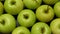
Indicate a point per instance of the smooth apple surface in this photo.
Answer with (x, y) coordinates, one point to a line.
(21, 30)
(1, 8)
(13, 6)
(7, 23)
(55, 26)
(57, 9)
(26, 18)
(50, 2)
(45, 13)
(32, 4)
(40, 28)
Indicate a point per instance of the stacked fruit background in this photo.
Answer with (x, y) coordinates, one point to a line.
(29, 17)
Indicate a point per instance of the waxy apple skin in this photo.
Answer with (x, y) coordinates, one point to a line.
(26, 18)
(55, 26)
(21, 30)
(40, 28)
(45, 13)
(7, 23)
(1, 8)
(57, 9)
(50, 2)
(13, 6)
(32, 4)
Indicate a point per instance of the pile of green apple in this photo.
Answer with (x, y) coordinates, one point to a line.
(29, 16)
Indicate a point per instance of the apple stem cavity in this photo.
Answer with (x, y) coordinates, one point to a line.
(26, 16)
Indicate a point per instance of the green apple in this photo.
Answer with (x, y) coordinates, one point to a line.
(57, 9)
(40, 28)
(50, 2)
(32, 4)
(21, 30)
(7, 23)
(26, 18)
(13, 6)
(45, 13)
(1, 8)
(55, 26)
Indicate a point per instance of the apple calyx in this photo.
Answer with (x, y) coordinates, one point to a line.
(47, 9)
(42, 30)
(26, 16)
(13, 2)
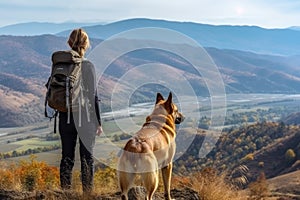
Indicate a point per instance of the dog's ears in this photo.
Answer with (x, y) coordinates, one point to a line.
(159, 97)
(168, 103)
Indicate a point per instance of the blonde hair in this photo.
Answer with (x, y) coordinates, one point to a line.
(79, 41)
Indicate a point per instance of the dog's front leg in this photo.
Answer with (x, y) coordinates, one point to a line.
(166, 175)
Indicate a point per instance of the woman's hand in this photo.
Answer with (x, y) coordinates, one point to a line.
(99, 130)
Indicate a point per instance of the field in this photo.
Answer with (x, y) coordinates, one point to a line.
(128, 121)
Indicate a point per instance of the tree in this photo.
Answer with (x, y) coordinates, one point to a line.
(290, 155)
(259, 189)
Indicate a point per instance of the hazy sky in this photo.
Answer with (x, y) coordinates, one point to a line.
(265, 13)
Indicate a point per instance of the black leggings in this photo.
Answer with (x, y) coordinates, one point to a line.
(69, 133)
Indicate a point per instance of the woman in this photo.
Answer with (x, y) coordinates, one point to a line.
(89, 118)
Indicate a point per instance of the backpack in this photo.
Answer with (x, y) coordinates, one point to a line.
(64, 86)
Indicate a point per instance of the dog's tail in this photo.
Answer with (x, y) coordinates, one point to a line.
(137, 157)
--- --- ---
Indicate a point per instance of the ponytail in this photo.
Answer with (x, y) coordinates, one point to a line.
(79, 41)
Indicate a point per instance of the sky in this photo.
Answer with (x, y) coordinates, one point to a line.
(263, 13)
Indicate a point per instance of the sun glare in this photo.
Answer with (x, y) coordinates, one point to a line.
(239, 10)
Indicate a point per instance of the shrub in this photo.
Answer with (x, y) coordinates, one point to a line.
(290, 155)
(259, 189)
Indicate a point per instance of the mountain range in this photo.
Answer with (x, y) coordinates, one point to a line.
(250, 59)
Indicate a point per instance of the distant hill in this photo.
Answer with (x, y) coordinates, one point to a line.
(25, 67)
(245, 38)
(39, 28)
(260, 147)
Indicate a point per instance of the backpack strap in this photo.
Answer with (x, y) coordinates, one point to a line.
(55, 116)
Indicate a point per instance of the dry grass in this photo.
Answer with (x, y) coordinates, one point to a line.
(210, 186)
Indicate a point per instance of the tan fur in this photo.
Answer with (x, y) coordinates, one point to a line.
--- --- ---
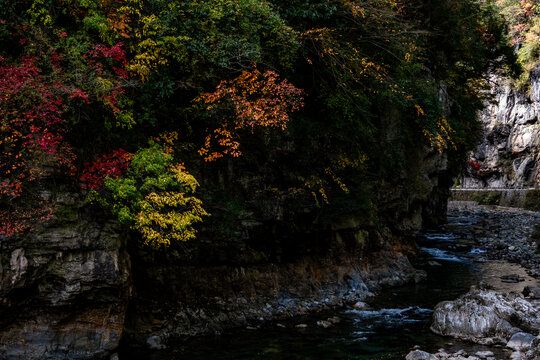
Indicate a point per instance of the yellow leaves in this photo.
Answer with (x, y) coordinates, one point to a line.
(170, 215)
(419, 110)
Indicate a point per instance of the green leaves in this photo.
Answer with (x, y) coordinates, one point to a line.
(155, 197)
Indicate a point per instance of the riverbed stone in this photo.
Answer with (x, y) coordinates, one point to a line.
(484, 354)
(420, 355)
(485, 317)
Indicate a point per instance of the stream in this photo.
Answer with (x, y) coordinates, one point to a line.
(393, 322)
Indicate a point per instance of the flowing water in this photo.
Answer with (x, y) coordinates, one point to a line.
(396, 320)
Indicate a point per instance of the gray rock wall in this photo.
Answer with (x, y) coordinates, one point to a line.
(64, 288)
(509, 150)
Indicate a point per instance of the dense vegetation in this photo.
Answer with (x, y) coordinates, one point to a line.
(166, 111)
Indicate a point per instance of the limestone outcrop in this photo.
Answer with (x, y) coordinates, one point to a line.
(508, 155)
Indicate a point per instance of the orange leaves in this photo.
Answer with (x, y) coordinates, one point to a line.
--- --- ---
Instructions to follow.
Report how many lines in the material above contain the word "leaves". Reply with the number alone.

Expected answer.
3